* **Directions for this task**
Copy the records out again in full, keeping them identical.

● ● ●

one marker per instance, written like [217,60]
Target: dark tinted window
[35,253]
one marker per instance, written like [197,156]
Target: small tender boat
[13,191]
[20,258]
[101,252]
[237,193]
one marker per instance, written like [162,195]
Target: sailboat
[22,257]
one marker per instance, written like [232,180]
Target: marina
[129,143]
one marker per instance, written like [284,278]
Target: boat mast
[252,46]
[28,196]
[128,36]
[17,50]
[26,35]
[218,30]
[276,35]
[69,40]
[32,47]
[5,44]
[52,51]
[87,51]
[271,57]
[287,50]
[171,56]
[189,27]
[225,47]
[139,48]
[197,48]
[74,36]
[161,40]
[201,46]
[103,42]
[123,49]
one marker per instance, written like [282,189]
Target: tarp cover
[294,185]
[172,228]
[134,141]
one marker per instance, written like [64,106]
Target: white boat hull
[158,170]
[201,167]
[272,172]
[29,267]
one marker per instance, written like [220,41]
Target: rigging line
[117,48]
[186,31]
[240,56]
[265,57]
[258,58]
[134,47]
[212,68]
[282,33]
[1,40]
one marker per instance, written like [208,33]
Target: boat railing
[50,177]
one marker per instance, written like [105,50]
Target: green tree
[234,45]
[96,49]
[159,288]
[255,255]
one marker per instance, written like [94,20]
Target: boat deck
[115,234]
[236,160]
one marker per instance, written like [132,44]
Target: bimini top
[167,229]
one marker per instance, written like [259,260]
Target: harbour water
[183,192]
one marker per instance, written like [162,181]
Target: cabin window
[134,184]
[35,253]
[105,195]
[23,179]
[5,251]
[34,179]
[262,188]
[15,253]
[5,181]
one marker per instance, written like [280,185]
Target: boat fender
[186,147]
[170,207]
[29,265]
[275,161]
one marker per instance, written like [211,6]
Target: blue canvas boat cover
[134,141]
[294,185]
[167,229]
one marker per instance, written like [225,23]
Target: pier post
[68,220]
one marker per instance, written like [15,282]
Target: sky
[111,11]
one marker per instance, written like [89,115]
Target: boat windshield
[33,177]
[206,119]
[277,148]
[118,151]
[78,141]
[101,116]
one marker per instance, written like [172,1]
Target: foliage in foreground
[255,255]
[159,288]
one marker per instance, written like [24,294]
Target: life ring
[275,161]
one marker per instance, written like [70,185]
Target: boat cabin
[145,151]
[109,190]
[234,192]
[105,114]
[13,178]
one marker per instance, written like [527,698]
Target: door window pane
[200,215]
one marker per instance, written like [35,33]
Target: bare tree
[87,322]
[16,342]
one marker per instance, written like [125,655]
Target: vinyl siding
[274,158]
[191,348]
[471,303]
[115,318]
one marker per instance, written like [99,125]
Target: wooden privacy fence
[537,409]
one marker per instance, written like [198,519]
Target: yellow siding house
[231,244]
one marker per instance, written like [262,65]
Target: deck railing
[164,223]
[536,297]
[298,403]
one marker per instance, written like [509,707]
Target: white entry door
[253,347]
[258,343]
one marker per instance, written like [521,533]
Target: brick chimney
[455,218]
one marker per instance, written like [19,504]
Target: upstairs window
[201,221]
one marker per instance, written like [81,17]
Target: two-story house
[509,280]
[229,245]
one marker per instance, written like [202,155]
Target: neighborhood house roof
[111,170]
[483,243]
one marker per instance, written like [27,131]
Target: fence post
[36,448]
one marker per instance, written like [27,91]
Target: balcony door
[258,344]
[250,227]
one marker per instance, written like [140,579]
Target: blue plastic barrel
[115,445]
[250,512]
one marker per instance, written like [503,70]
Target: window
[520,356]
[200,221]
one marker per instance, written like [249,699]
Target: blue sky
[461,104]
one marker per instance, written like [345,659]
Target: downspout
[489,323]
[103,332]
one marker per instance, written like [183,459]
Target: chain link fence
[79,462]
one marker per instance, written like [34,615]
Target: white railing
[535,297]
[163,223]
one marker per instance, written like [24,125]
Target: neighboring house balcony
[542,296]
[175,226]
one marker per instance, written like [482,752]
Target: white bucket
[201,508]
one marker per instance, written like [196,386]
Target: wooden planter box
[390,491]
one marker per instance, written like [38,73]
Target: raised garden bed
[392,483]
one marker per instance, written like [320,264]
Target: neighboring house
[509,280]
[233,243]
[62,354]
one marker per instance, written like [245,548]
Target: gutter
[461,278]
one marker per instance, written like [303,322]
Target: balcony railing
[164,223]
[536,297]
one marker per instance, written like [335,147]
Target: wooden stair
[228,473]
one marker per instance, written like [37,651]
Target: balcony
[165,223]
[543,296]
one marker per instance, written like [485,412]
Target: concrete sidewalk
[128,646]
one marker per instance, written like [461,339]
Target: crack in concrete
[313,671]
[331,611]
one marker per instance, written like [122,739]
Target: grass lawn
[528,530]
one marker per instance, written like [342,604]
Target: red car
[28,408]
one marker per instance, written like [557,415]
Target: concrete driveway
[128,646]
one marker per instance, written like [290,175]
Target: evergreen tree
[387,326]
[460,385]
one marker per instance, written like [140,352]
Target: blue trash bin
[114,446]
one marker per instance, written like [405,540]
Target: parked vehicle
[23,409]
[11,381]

● ● ●

* **Task solution**
one marker per instance, written like [217,60]
Target: dark tinted window
[35,253]
one marker per instance, written like [197,156]
Target: small tender boat
[13,191]
[20,258]
[101,252]
[237,193]
one marker per instance, written like [162,195]
Target: sailboat
[22,257]
one marker per instance, written like [232,180]
Target: marina
[129,143]
one marker per instance, written like [284,278]
Target: boat mast
[252,46]
[28,196]
[128,36]
[17,50]
[26,35]
[218,30]
[276,35]
[69,40]
[32,47]
[5,44]
[52,51]
[87,51]
[271,57]
[287,50]
[171,56]
[189,27]
[225,47]
[139,48]
[197,48]
[74,36]
[161,40]
[201,46]
[103,42]
[123,49]
one marker per instance, written like [282,189]
Target: tarp cover
[294,185]
[172,228]
[134,141]
one marker per instance, written like [64,106]
Target: white boat hull
[158,170]
[201,167]
[272,172]
[29,267]
one marker per instance, written like [220,41]
Target: rigging line
[117,48]
[186,31]
[240,56]
[265,57]
[258,58]
[134,47]
[212,68]
[282,33]
[1,40]
one marker per instance, written like [208,33]
Target: boat railing
[50,177]
one marker per instance, written like [105,50]
Target: green tree
[234,45]
[96,49]
[159,288]
[255,255]
one marker per instance, written like [94,20]
Target: boat deck
[115,234]
[236,160]
one marker per instance, written like [132,44]
Target: bimini top
[167,229]
one marker per instance, written like [259,260]
Target: harbour water
[183,192]
one marker per instance, written like [162,181]
Target: cabin window
[134,184]
[35,253]
[105,195]
[23,179]
[5,251]
[34,179]
[262,188]
[15,253]
[5,181]
one marker per instance, written like [280,185]
Target: boat fender
[186,147]
[170,207]
[29,265]
[275,161]
one marker per instance, written like [211,6]
Target: blue canvas boat cover
[134,141]
[294,185]
[167,229]
one marker per instance, written like [225,23]
Target: pier post
[68,220]
one marker per instance, written like [15,282]
Target: sky
[111,11]
one marker per instance, written like [89,115]
Target: boat windshield
[33,177]
[206,119]
[277,148]
[118,151]
[78,141]
[101,116]
one marker per instance, written like [172,1]
Target: foliage in foreground
[255,255]
[159,288]
one marker per instance, written like [24,294]
Target: life ring
[275,161]
one marker per instance, written like [70,185]
Target: boat cabin
[145,151]
[109,190]
[234,192]
[105,114]
[13,178]
one marker per instance, written like [527,698]
Target: door window pane
[200,215]
one marker per instance, written like [35,33]
Target: bare tree
[87,322]
[16,342]
one marker per instance, written like [125,655]
Target: vinyl siding
[274,158]
[191,348]
[471,303]
[115,318]
one marker per instance, written like [99,125]
Target: wooden privacy fence
[537,409]
one marker per instance, written like [198,519]
Target: yellow siding house
[231,244]
one marker per instance, written like [262,65]
Target: deck railing
[164,223]
[536,297]
[298,403]
one marker per instance, written like [509,707]
Target: white entry door
[253,347]
[258,343]
one marker per instance, written like [521,533]
Target: brick chimney
[455,218]
one marker per instance, written like [19,504]
Target: upstairs window
[201,221]
one marker per instance, written like [81,17]
Target: two-story house
[509,280]
[229,245]
one marker per instance, written like [202,155]
Target: neighborhood house roof
[111,170]
[483,243]
one marker per instance, written like [27,131]
Target: fence post
[36,448]
one marker per instance, written like [27,91]
Target: balcony door
[258,344]
[250,227]
one marker per instance, written like [140,579]
Target: blue plastic barrel
[115,445]
[250,512]
one marker per instance, written like [503,70]
Target: window
[520,356]
[200,221]
one marker per instance, written like [249,699]
Target: blue sky
[461,104]
one marker per instance, written like [345,659]
Target: downspout
[489,323]
[103,332]
one marker per instance, written like [183,459]
Target: chain link fence
[79,462]
one marker per instance, written like [34,615]
Target: white railing
[535,297]
[163,223]
one marker per instance, written like [24,125]
Target: neighboring house balcony
[542,296]
[175,226]
one marker per instance, written like [482,752]
Target: white bucket
[201,508]
one marker per instance, written like [196,386]
Target: wooden planter box
[390,491]
one marker per instance, written like [38,73]
Target: raised garden bed
[392,483]
one marker per instance, written like [320,264]
Target: neighboring house
[509,280]
[233,243]
[62,354]
one marker per instance, written like [245,548]
Target: gutter
[461,278]
one marker per instance, written like [303,322]
Target: balcony railing
[164,223]
[536,297]
one marker per instance, written like [335,147]
Target: wooden stair
[228,473]
one marker per instance, written like [37,651]
Target: balcony
[165,223]
[543,296]
one marker per instance, written like [485,412]
Target: concrete sidewalk
[128,646]
one marker per instance, written like [461,339]
Target: crack in concrete
[313,671]
[331,611]
one marker per instance, written like [122,739]
Target: grass lawn
[528,530]
one marker per instance, written like [342,604]
Target: red car
[28,408]
one marker per instance, written like [557,415]
Target: concrete driveway
[128,646]
one marker per instance, written like [290,175]
Target: evergreen tree
[387,326]
[460,385]
one marker per instance, written like [140,352]
Target: blue trash bin
[114,446]
one marker per instance, written like [405,540]
Target: parked vehicle
[23,409]
[11,381]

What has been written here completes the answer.